» **Instrução**
Por favor, traduza para o inglês a seguinte frase do texto fornecido abaixo: "Apesar disso, o Presidente da República e as oposições não fizeram tudo para evitar esta nova crise política."

Sabemos que a ideia era inviabilizar a constituição potestativa de uma CPI para averiguar do cumprimento das regras aplicáveis ao exercício do respectivo mandato do Primeiro Ministro.
Toda a peripécia parlamentar com os golpes de teatro, as fugas regimentais, às quais se somavam as toadas retóricas para as justificar contribuíram para o descrédito do Governo, da Assembleia da República, da actividade dos Deputados, assim como, para a desqualificação do debate político.
À cabeça, o Governo não se portou bem, sempre em modo bélico, agarrado à «solução maquiavélica» de um problema pessoal do PM, que se tornara, por falta de explicações plausíveis do próprio, num problema político para os partidos que sustentam a coligação governamental.
Apesar disso, o Presidente da República e as oposições não fizeram tudo para evitar esta nova crise política. É do conhecimento geral que quem habita as regiões extremófilas do espectro politico-partidário não tem interesse nenhum na estabilidade do País e das instituições. Não tem apreço pela negociação, pelo compromisso e pelo acordo, pois considera a arena parlamentar, mais como uma câmara de eco da gritaria, do disparate e do insulto do que o espaço privilegiado para o debate sério e elevado.

» **Material**
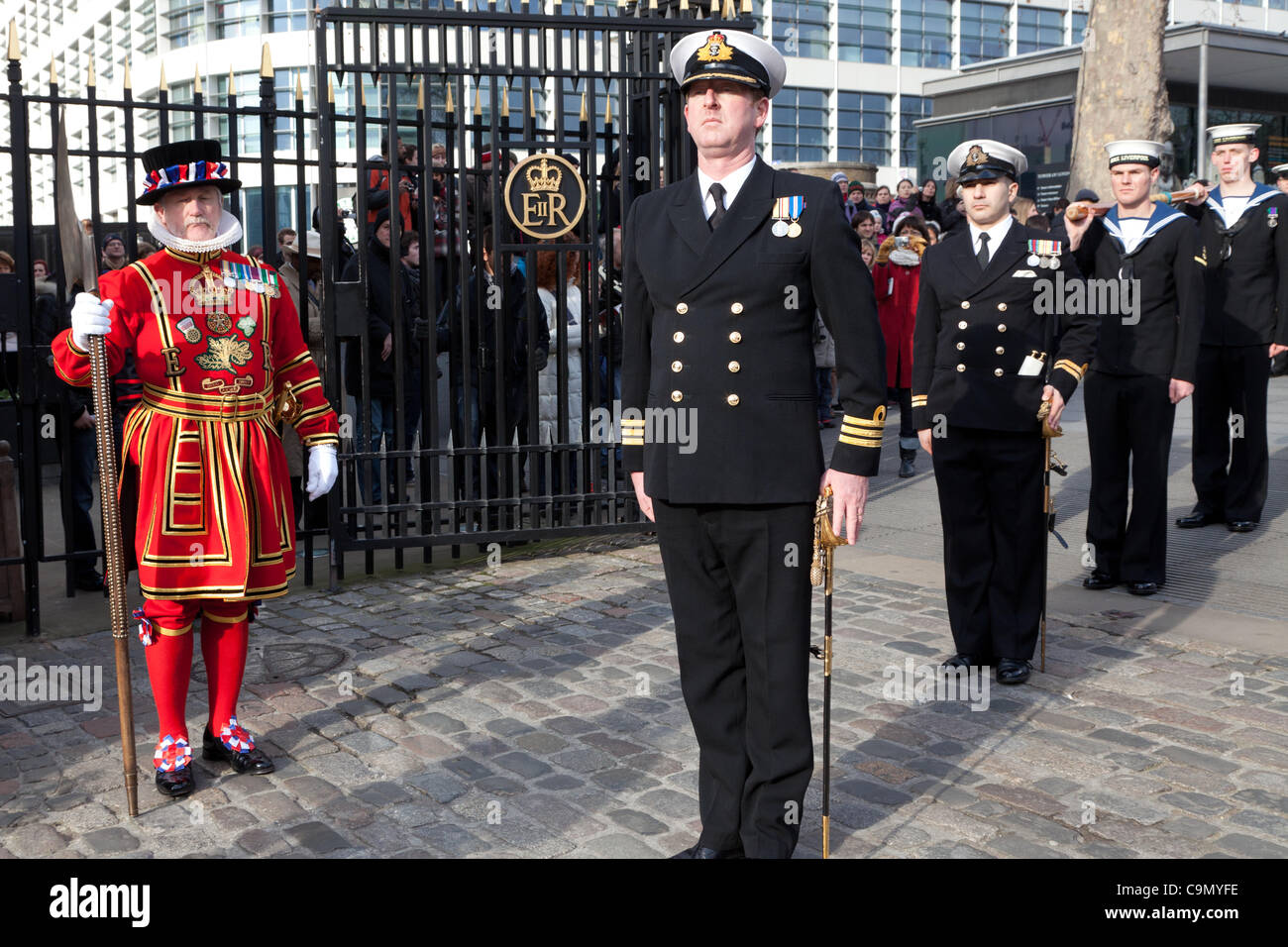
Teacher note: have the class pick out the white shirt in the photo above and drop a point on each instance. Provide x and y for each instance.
(732, 184)
(996, 235)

» **Resolução**
Despite this, the President of the Republic and the opposition parties did not do everything they could to avoid this new political crisis.